Copy out the entries below word for word, but leave out the pictures.
# start of Rows
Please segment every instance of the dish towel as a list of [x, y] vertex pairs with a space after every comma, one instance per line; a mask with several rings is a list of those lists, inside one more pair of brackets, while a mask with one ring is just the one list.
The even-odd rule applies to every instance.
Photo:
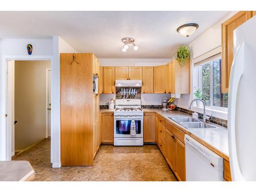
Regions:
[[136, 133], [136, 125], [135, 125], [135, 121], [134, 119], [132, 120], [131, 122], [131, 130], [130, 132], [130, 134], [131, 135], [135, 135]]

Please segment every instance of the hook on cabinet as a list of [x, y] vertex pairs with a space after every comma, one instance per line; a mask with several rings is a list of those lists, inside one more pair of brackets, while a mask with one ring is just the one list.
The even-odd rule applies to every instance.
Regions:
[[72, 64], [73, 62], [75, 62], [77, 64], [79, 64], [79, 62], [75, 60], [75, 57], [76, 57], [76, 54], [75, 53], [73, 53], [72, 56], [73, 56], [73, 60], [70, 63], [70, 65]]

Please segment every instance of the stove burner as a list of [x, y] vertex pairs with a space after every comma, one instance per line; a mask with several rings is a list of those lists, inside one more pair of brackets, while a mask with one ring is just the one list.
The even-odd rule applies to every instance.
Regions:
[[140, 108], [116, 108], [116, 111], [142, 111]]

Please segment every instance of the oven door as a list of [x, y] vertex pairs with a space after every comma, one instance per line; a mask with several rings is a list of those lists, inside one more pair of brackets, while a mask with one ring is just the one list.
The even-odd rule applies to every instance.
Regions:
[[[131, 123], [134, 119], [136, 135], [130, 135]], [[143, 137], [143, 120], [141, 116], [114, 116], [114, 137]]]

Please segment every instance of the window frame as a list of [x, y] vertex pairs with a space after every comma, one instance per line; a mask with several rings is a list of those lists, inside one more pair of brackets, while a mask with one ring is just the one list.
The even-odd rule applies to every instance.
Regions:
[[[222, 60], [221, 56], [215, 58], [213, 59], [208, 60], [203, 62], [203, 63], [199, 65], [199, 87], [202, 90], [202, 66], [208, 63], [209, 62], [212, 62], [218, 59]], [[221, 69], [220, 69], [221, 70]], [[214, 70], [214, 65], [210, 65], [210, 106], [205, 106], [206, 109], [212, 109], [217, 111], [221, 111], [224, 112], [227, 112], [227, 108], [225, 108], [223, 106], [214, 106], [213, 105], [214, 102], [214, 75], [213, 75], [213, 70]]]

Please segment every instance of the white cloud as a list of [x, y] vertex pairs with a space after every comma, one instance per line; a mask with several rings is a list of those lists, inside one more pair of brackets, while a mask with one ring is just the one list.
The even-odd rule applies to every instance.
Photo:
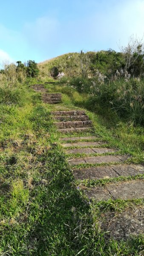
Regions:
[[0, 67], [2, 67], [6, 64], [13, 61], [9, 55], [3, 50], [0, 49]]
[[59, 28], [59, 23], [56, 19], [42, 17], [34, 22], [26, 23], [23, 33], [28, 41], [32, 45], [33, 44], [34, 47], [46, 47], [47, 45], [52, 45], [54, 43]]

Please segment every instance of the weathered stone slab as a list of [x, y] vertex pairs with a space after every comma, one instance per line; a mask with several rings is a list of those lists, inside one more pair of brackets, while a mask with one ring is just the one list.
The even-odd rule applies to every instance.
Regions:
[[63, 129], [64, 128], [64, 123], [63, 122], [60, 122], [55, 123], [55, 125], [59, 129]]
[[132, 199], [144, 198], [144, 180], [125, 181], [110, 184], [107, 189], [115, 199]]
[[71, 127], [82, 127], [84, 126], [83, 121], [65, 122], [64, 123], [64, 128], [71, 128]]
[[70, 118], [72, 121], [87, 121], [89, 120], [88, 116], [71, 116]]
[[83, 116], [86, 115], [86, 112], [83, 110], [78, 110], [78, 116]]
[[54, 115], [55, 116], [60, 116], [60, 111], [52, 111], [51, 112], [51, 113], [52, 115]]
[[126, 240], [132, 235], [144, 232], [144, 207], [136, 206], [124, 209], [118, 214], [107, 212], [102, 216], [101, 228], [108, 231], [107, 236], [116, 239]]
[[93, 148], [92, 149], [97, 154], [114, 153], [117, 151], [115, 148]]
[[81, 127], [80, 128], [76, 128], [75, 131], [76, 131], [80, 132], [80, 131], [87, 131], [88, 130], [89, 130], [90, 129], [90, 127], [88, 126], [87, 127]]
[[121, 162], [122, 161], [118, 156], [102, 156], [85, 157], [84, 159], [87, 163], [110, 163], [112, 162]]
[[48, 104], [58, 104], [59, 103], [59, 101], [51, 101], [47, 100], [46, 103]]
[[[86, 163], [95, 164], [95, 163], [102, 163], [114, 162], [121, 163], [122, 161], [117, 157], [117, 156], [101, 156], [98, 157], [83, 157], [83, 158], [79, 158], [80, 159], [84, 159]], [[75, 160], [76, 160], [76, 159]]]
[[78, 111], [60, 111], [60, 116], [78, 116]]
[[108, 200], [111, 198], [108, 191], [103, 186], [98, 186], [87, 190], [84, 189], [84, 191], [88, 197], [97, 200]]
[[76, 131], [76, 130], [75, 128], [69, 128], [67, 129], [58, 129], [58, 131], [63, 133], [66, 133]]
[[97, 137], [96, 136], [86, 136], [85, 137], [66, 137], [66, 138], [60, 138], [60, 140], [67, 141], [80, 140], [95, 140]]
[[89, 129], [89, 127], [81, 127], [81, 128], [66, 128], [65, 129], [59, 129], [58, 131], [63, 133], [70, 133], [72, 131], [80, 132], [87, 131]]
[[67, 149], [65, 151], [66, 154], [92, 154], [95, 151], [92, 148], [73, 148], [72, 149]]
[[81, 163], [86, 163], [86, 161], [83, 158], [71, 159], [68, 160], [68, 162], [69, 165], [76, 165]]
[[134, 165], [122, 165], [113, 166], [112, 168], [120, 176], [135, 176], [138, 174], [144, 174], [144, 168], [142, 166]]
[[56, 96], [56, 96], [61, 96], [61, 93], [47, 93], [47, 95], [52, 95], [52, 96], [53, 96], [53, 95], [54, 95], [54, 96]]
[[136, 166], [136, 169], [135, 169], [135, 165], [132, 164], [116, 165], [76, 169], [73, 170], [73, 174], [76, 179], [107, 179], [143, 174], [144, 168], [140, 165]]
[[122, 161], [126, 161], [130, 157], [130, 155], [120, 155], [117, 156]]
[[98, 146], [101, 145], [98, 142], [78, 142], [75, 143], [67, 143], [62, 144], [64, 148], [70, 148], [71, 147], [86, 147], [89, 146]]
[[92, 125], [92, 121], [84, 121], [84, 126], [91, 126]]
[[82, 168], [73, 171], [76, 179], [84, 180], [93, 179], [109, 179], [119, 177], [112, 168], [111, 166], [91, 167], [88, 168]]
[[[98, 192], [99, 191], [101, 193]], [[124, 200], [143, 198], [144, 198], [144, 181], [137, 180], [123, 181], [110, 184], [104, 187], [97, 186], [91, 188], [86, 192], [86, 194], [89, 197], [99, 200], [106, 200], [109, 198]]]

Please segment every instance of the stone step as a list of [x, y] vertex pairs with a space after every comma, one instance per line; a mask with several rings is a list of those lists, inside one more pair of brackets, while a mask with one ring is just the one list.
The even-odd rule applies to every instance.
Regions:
# end of Rows
Correct response –
Please segment every instance of the dish towel as a list of [x, y] vertex pairs with a space after every comma, one instance per line; a mask with several rings is a list of those lists, inside one more pair of brackets, while a mask with one ring is just the one list.
The even-odd rule applies to every instance.
Photo:
Regions:
[[136, 133], [136, 125], [135, 125], [135, 121], [134, 119], [132, 120], [131, 122], [131, 130], [130, 132], [130, 134], [131, 135], [135, 135]]

Please segment every instance of the hook on cabinet as a list of [x, y] vertex pairs with a space after every comma, one instance per line; a mask with several rings is a list of those lists, inside one more pair of brackets, while a mask with one ring is just the one list.
The even-odd rule applies to every instance.
Regions:
[[72, 64], [73, 62], [75, 62], [77, 64], [79, 64], [79, 62], [75, 60], [75, 57], [76, 57], [76, 54], [75, 53], [73, 53], [72, 56], [73, 56], [73, 60], [70, 63], [70, 65]]

Please segment every instance of the stove burner as a list of [x, y] vertex pairs with a space after every comma, one instance per line; a mask with several rings is a list of those lists, inside one more pair of brackets, while a mask with one ring is just the one list.
The even-odd rule applies to every instance.
Regions:
[[140, 108], [116, 108], [116, 111], [142, 111]]

Please segment every instance of the oven door as a list of [x, y] vertex pairs with a space after every comma, one instance per line; a mask with several rings is a list of those lists, inside one more pair of brackets, while a mask with one ring is just the one list.
The even-odd rule applies to every instance.
Regions:
[[[131, 123], [134, 119], [136, 135], [130, 135]], [[143, 137], [143, 120], [141, 116], [114, 116], [114, 137]]]

Please segment every instance of the window frame as a list of [x, y] vertex pairs with a space after every comma, one instance per line; a mask with several rings is a list of those lists, inside one more pair of brackets, while a mask with one ring is just the one list.
The even-odd rule applies to every instance.
Regions:
[[[222, 60], [221, 56], [215, 58], [213, 59], [208, 60], [203, 62], [203, 63], [199, 65], [199, 87], [202, 90], [202, 66], [208, 63], [209, 62], [212, 62], [218, 59]], [[221, 69], [220, 69], [221, 70]], [[214, 70], [214, 65], [210, 65], [210, 106], [205, 106], [206, 109], [212, 109], [217, 111], [221, 111], [224, 112], [227, 112], [227, 108], [225, 108], [223, 106], [214, 106], [213, 105], [214, 102], [214, 75], [213, 75], [213, 70]]]

Please segment every instance of the white cloud as a list of [x, y] vertex pairs with a space after every comma, one instance per line; a mask with several rings is a list of those lists, inside one more pair of brackets, while a mask with one ring is just the one list.
The even-odd rule applies to every instance.
Photo:
Regions:
[[0, 67], [2, 67], [6, 64], [13, 61], [9, 55], [3, 50], [0, 49]]
[[59, 28], [59, 23], [56, 19], [42, 17], [34, 22], [26, 23], [23, 33], [28, 41], [32, 45], [33, 44], [34, 47], [46, 47], [47, 45], [52, 45], [54, 43]]

Please segment every instance of the weathered stone slab as a list of [x, y] vertex pairs with a space after every comma, one instance per line; a mask with several rings is a list of those lists, inside one more pair of brackets, while a mask with one ring is just the one list.
The even-odd rule applies to every instance.
Regions:
[[63, 129], [64, 128], [64, 123], [63, 122], [60, 122], [55, 123], [55, 125], [59, 129]]
[[132, 199], [144, 198], [144, 180], [125, 181], [110, 184], [107, 189], [115, 199]]
[[71, 127], [82, 127], [84, 126], [83, 121], [65, 122], [64, 123], [64, 128], [71, 128]]
[[70, 118], [72, 121], [87, 121], [89, 120], [88, 116], [71, 116]]
[[83, 116], [86, 115], [86, 112], [83, 110], [78, 110], [78, 116]]
[[54, 115], [55, 116], [60, 116], [60, 111], [52, 111], [51, 112], [51, 113], [52, 115]]
[[126, 240], [132, 235], [144, 232], [144, 207], [136, 206], [124, 209], [118, 214], [107, 212], [102, 216], [101, 228], [108, 231], [107, 236], [116, 239]]
[[93, 148], [92, 149], [97, 154], [114, 153], [117, 151], [115, 148]]
[[81, 127], [80, 128], [76, 128], [75, 131], [76, 131], [80, 132], [80, 131], [87, 131], [88, 130], [89, 130], [90, 129], [90, 127], [88, 126], [87, 127]]
[[121, 162], [122, 161], [118, 156], [102, 156], [85, 157], [84, 159], [87, 163], [110, 163], [112, 162]]
[[48, 104], [58, 104], [59, 103], [59, 101], [51, 101], [47, 100], [46, 103]]
[[[86, 163], [95, 164], [95, 163], [102, 163], [114, 162], [121, 163], [122, 161], [117, 157], [117, 156], [101, 156], [98, 157], [83, 157], [83, 158], [79, 158], [80, 159], [84, 159]], [[75, 160], [76, 160], [76, 159]]]
[[78, 111], [60, 111], [60, 116], [78, 116]]
[[108, 200], [111, 198], [108, 191], [103, 186], [98, 186], [87, 190], [84, 189], [84, 191], [88, 197], [97, 200]]
[[76, 131], [76, 130], [75, 128], [69, 128], [67, 129], [58, 129], [58, 131], [63, 133], [66, 133]]
[[97, 137], [96, 136], [86, 136], [85, 137], [66, 137], [66, 138], [60, 138], [60, 140], [67, 141], [80, 140], [95, 140]]
[[89, 129], [89, 127], [81, 127], [81, 128], [66, 128], [65, 129], [59, 129], [58, 131], [63, 133], [70, 133], [72, 131], [80, 132], [87, 131]]
[[67, 149], [65, 151], [66, 154], [92, 154], [95, 151], [92, 148], [73, 148], [72, 149]]
[[81, 163], [86, 163], [86, 161], [83, 158], [71, 159], [68, 160], [68, 162], [69, 165], [76, 165]]
[[134, 165], [122, 165], [113, 166], [112, 168], [120, 176], [135, 176], [138, 174], [144, 174], [144, 168], [142, 166]]
[[56, 96], [56, 96], [61, 96], [61, 93], [47, 93], [47, 95], [52, 95], [52, 96], [53, 96], [53, 95], [54, 95], [54, 96]]
[[136, 166], [136, 169], [135, 169], [135, 165], [132, 164], [116, 165], [76, 169], [73, 170], [73, 174], [76, 179], [107, 179], [143, 174], [144, 168], [140, 165]]
[[122, 161], [126, 161], [130, 157], [130, 155], [120, 155], [117, 156]]
[[98, 146], [101, 145], [98, 142], [78, 142], [75, 143], [67, 143], [62, 144], [64, 148], [70, 148], [71, 147], [86, 147], [89, 146]]
[[92, 125], [92, 121], [84, 121], [84, 126], [91, 126]]
[[82, 168], [73, 171], [76, 179], [84, 180], [93, 179], [109, 179], [119, 177], [112, 168], [111, 166], [91, 167], [88, 168]]
[[[98, 192], [99, 191], [101, 193]], [[124, 200], [143, 198], [144, 198], [144, 181], [137, 180], [123, 181], [110, 184], [104, 187], [97, 186], [91, 188], [86, 192], [86, 194], [89, 197], [99, 200], [106, 200], [109, 198]]]

Please segment every instance of the stone step as a list of [x, y] vertex pairs with a space after every comma, one instance per line; a mask with several rings is a list of those lists, inside one more pair of brackets, while a mask with one ring is just the one list.
The even-odd rule applies to every instance.
Regions:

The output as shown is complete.